== Trecho do documento

Enquanto a maioria dos segmentos de atividades profissionais e empresariais lutou para continuar existindo, os planos de saúde tiveram um lucro financeiro recorde acumulado em R$ 15,9 bilhões até o terceiro trimestre de 2020. Para comparação, é bom ter em mente que o ganho financeiro no mesmo período de 2019 foi de R$ 9,2 bilhões. Um aumento de lucros de 66%, enquanto a economia do país e os salários naufragam.
Como isso aconteceu? Os usuários dos planos pagaram mensalidades, mas não foram aos consultórios, deixaram de fazer exames e cirurgias em função da pandemia da covid-19. Eos médicos e demais prestadores de serviço, por sua vez, não foram remunerados. Foi um ganho baseado em inércia e com reajustes mantidos por previsão contratual.
A perspectiva para 2021 é ainda melhor para os planos de saúde, mas nada boa para os usuários deles: reajustes podem representar aumentos de 25% a até mais que 100% das mensalidades praticadas até dezembro do ano passado.
Isso porque, a partir de janeiro, o usuário vai ter incorporado à sua mensalidade o reajuste suspenso em agosto do ano passado por 120 dias;as parcelas do reajuste suspensas parceladas em 12 vezes; e ainda o reajuste anual e por mudança de faixa etária referente a 2021, a partir da data de aniversário do contrato.
Embora as operadoras digam que os dados referentes ao lucro sejam parciais e que houve aumento da procura por atendimento no trimestre seguinte, mesmo havendo alguma redução, o lucro ainda será recorde. O aumento da demanda só vai justificar o índice de reajuste deste ano, que é baseado na chamada “sinistralidade”, ou simplesmente pelo quanto o serviço é usado no período de um ano.
Para os contratos individuais e familiares, que correspondem a menos que um quinto do total de beneficiários de planos de saúde (em torno de 47 milhões de vidas), o índice é definido pela Agência Nacional de Saúde (ANS) e ficou em 8,4%. Os reajustes dos planos de grupos empresariais ou por adesão sempre são maiores, o que não será diferente este ano.

====
== Extrato de dados

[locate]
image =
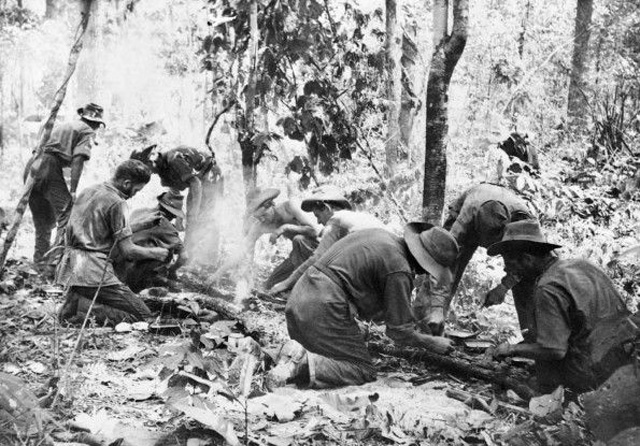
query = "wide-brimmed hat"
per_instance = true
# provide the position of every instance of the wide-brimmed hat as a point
(92, 112)
(258, 197)
(434, 248)
(142, 154)
(172, 202)
(325, 194)
(525, 236)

====

**O que se pede**
A. As afirmações a seguir estão de acordo com o texto sobre os planos de saúde? Responda sim ou não a cada uma e cite as palavras do texto que decidem. (i) O lucro acumulado dos planos até o terceiro trimestre de 2020 foi de R$ 15,9 bilhões. (ii) O índice de reajuste dos contratos individuais e familiares é definido pelas próprias operadoras. (iii) O reajuste foi suspenso em agosto do ano passado por 120 dias.
B. Segundo o texto sobre os planos de saúde, qual foi o ganho financeiro dos planos no mesmo período de 2019?
C. Altere o trecho do texto sobre os planos de saúde começando em "Para os contratos" e terminando em "diferente este ano.", substituindo "grupos empresariais" por "empresas".
As entradas não têm relação com o texto sobre os planos de saúde.

**Respostas por item**
A.
(i) Sim: "tiveram um lucro financeiro recorde acumulado em R$ 15,9 bilhões até o terceiro trimestre de 2020".
(ii) Não: "o índice é definido pela Agência Nacional de Saúde (ANS) e ficou em 8,4%".
(iii) Sim: "o reajuste suspenso em agosto do ano passado por 120 dias".

B. R$ 9,2 bilhões.

C.
Para os contratos individuais e familiares, que correspondem a menos que um quinto do total de beneficiários de planos de saúde (em torno de 47 milhões de vidas), o índice é definido pela Agência Nacional de Saúde (ANS) e ficou em 8,4%. Os reajustes dos planos de empresas ou por adesão sempre são maiores, o que não será diferente este ano.